> _EXERCISE INSTRUCTIONS_
In the material below, repeat only the lines from the one that holds "Could you point to the wire" through the final line, exactly as they stand.

> _INPUT FOR THIS TASK_

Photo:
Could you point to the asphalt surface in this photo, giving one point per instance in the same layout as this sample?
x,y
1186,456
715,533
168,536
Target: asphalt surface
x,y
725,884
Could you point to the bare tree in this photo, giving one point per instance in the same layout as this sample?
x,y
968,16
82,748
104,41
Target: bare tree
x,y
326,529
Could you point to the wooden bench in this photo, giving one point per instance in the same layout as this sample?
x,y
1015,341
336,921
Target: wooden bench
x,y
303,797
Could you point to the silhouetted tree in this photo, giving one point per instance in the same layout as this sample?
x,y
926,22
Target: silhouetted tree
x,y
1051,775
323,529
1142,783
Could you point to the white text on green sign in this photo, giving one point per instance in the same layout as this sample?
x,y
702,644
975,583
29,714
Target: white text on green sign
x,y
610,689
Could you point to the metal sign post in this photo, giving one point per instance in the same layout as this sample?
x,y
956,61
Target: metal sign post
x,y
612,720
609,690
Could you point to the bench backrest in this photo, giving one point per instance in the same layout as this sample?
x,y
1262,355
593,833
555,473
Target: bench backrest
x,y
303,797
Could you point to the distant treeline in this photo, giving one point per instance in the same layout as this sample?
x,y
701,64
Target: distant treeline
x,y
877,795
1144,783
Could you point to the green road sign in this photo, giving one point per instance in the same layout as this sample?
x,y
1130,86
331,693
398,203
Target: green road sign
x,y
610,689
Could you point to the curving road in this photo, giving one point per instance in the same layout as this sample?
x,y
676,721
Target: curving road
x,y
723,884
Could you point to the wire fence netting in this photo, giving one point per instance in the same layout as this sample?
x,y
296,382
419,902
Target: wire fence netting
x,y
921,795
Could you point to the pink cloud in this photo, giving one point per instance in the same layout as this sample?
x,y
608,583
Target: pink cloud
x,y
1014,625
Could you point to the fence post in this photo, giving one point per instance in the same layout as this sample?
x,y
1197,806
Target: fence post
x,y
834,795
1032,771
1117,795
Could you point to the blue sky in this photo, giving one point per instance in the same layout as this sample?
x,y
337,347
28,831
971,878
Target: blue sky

> _CORRECT ANSWER_
Could you point to the wire fence netting in this photo, giving one point per instance in the same layout as this sample?
x,y
296,382
419,902
Target: wire fence netting
x,y
921,795
Could you point to the pink cloud in this photo, giving one point per instance in the same layout as this sample?
x,y
608,583
Target: pink cloud
x,y
1014,625
Could you point to the fence post in this photo, giving one point per instance in the same layout as this sample?
x,y
1197,806
Target: fence post
x,y
834,795
1032,771
1117,795
Could you point to the blue sky in this photo, giving one point per instance in the same layout as this sample?
x,y
337,347
28,831
971,878
Target: blue sky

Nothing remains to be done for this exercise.